◆ **Written instruction**
Transcribe the records exactly from the line with "Target: eduardo argote text" to the end, both included.
═════ Data in this exercise
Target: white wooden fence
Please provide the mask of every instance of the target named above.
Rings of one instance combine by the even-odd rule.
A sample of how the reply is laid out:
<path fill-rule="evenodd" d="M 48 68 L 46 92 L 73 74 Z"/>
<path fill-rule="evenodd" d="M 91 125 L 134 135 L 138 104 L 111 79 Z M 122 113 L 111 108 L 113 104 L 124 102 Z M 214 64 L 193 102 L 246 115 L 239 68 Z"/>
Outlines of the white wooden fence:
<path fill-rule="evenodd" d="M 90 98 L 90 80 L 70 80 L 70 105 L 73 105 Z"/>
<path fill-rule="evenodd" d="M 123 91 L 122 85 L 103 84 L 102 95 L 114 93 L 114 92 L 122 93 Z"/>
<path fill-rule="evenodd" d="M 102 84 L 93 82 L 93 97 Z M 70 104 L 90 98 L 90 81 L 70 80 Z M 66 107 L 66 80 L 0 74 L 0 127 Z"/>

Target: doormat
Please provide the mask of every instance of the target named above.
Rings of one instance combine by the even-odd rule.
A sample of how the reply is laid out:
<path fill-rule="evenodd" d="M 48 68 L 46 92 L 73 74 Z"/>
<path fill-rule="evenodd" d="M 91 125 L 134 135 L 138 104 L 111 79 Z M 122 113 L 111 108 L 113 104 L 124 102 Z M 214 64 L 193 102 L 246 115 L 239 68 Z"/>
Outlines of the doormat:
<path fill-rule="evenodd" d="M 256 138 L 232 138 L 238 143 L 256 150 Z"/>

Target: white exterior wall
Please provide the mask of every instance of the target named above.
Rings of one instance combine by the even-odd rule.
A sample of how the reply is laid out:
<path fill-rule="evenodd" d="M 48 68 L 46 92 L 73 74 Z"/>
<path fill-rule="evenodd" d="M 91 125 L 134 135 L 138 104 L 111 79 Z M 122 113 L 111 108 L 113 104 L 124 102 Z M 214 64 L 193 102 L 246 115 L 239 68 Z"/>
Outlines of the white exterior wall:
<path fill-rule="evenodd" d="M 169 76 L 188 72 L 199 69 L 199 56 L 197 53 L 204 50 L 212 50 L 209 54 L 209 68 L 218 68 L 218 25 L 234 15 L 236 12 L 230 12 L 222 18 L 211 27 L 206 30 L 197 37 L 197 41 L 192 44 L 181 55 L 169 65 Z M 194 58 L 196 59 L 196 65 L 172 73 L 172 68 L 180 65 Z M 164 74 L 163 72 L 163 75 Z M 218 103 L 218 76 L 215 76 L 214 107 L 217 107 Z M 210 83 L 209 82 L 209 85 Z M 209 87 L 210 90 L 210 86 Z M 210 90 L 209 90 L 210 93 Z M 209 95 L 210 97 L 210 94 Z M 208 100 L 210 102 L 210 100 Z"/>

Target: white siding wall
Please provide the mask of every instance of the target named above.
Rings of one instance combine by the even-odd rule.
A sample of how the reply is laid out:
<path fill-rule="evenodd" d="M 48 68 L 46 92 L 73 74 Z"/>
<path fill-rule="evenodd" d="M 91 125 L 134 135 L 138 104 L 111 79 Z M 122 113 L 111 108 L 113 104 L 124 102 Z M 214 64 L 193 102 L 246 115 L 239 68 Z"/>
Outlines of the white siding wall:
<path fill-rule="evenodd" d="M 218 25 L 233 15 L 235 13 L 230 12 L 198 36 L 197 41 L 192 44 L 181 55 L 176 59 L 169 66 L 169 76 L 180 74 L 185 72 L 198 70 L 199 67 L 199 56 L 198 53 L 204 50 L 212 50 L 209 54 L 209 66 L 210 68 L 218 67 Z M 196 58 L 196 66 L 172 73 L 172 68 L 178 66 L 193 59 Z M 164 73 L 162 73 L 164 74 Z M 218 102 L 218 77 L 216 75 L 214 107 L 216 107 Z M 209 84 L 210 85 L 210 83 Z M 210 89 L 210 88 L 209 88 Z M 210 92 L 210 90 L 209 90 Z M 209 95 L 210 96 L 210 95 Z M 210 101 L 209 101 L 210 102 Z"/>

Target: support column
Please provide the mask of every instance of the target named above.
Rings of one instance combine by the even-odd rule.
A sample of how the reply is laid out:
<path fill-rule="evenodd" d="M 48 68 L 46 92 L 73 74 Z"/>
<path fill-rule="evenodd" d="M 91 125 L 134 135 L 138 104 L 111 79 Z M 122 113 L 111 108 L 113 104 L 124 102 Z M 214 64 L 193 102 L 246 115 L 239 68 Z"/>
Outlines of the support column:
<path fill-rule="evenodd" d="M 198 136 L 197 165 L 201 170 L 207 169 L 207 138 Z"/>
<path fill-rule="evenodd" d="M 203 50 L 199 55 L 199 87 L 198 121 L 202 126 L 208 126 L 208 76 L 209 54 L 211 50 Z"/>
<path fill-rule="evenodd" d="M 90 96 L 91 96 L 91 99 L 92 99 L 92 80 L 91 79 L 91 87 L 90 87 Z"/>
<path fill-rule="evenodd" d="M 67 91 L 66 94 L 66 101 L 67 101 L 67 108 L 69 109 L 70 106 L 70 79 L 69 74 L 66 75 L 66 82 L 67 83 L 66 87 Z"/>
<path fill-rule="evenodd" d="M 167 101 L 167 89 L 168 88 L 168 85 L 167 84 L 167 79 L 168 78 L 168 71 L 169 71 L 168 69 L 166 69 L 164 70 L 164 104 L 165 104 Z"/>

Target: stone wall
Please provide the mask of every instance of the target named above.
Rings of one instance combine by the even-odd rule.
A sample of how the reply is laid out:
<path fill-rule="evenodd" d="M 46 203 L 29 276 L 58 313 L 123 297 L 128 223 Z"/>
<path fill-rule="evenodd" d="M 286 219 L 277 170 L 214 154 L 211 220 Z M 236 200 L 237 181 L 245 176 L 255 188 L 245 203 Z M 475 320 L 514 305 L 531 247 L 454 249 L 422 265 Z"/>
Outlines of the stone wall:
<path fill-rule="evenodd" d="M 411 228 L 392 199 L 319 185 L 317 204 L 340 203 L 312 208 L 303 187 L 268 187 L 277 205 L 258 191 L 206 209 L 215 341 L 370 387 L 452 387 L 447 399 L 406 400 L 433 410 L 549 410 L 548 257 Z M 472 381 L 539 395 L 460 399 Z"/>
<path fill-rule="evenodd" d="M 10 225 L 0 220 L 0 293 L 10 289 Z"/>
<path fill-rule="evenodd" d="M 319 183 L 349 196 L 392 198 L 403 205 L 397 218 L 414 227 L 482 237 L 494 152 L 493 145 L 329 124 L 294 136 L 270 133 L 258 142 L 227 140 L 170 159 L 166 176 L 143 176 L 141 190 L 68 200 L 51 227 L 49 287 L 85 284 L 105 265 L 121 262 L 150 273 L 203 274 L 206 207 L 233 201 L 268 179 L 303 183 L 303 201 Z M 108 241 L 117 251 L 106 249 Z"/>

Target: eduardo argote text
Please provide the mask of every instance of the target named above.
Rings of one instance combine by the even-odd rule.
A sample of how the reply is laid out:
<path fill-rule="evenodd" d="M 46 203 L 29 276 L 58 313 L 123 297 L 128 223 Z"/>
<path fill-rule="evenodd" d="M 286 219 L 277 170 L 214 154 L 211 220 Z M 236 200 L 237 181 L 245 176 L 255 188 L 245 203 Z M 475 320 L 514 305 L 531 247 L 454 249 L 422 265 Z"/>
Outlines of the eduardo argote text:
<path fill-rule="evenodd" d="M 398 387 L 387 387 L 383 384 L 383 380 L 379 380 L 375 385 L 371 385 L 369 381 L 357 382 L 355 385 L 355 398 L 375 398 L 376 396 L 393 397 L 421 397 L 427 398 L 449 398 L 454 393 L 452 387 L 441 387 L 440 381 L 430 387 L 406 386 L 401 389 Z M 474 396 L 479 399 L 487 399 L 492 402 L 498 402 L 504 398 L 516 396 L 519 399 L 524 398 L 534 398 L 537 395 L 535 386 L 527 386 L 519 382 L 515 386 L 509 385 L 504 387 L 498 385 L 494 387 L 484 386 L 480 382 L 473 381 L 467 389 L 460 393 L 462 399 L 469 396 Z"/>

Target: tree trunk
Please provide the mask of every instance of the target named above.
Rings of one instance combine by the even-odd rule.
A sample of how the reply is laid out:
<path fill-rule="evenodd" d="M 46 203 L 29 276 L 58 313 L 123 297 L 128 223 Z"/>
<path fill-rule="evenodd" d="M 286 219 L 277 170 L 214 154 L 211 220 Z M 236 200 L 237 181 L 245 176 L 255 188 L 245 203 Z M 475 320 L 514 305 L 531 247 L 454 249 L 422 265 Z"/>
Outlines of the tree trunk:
══════════
◆ **Answer to this problem**
Target: eduardo argote text
Please provide the mask of every instance of the target named above.
Rings of one instance combine by the even-odd rule.
A sample of how the reply is laid out:
<path fill-rule="evenodd" d="M 46 203 L 29 276 L 58 313 L 123 297 L 128 223 Z"/>
<path fill-rule="evenodd" d="M 286 219 L 277 170 L 214 154 L 211 220 Z M 236 200 L 237 181 L 245 176 L 255 188 L 245 203 Z M 475 320 L 514 305 L 531 247 L 454 249 L 422 265 Z"/>
Outlines of the eduardo argote text:
<path fill-rule="evenodd" d="M 398 387 L 387 387 L 383 384 L 383 380 L 379 380 L 375 385 L 371 385 L 369 381 L 357 382 L 355 385 L 355 398 L 375 398 L 376 396 L 393 397 L 421 397 L 427 398 L 449 398 L 454 393 L 452 387 L 441 387 L 440 381 L 430 387 L 406 386 L 401 389 Z M 474 396 L 479 399 L 487 399 L 492 402 L 498 402 L 504 398 L 516 396 L 519 399 L 524 398 L 534 398 L 537 395 L 535 386 L 527 386 L 519 382 L 515 386 L 509 385 L 504 387 L 498 385 L 494 387 L 484 386 L 480 382 L 473 381 L 467 389 L 460 393 L 462 399 L 469 396 Z"/>

Target: tree trunk
Please provide the mask of every instance of the target named above.
Rings of one instance combine by the even-odd rule.
A sample of how the reply is laid out:
<path fill-rule="evenodd" d="M 46 203 L 29 276 L 58 313 L 123 297 L 128 223 Z"/>
<path fill-rule="evenodd" d="M 286 219 L 277 170 L 214 154 L 211 220 Z M 236 200 L 237 181 L 245 176 L 255 188 L 245 203 Z M 475 320 L 514 305 L 531 247 L 454 249 L 422 265 Z"/>
Outlines of the tree trunk:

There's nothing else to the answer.